> [WHAT YOU WILL DO] Give back the records below exactly, omitting the pictures.

----- RECORDS

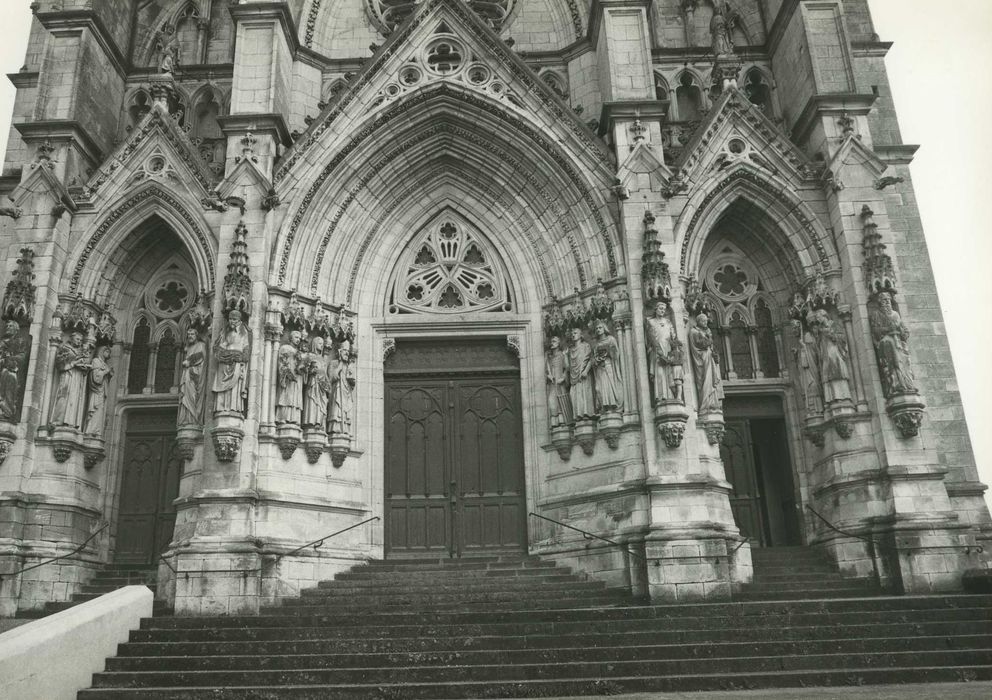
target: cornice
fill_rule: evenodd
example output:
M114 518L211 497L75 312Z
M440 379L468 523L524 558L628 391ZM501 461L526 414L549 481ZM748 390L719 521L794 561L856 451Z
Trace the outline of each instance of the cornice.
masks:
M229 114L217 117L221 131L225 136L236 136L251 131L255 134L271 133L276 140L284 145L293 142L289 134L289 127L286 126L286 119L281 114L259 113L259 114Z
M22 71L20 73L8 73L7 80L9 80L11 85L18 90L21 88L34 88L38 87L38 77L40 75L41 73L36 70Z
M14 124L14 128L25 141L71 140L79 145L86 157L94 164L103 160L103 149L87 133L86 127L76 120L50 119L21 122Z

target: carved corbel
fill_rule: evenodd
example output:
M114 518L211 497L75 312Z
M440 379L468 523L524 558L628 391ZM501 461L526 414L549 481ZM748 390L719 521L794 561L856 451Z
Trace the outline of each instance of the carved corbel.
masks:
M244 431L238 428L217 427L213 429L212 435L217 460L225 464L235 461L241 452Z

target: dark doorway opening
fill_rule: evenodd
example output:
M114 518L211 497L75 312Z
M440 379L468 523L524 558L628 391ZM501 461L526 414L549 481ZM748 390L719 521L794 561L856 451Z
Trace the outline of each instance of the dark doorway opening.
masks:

----------

> [SOLUTION FOR THIS EXERCISE]
target: cornice
fill_rule: evenodd
example output:
M114 518L211 497L75 312Z
M440 379L468 523L524 558L628 391ZM501 461L526 414L549 481ZM748 390L719 521L794 561L856 451Z
Trace the outline of each instance of the cornice.
masks:
M229 114L217 117L221 131L225 136L236 136L251 131L255 134L271 133L276 140L284 145L293 142L289 134L289 127L286 126L286 119L281 114L259 113L259 114Z
M22 71L20 73L8 73L7 80L9 80L11 85L18 90L21 88L34 88L38 87L38 77L40 75L41 73L36 70Z
M14 124L14 128L25 141L71 140L79 145L86 157L94 164L103 160L103 149L87 133L86 127L76 120L50 119L21 122Z

target: carved corbel
fill_rule: evenodd
example output:
M114 518L211 497L75 312Z
M440 379L468 523L524 558L628 391ZM501 461L526 414L549 481ZM748 390L719 521L794 561L856 451Z
Trace the outline of each instance of the carved corbel.
masks:
M244 431L238 428L217 427L213 429L212 435L217 460L225 464L235 461L241 452Z

target: dark doorway opening
fill_rule: evenodd
example output:
M114 518L211 497L75 312Z
M440 379L468 523L524 558L628 391ZM501 461L526 414L549 481ZM748 390L719 521L794 561L856 451Z
Trace the outline of each instance of the dark doorway opening.
masks:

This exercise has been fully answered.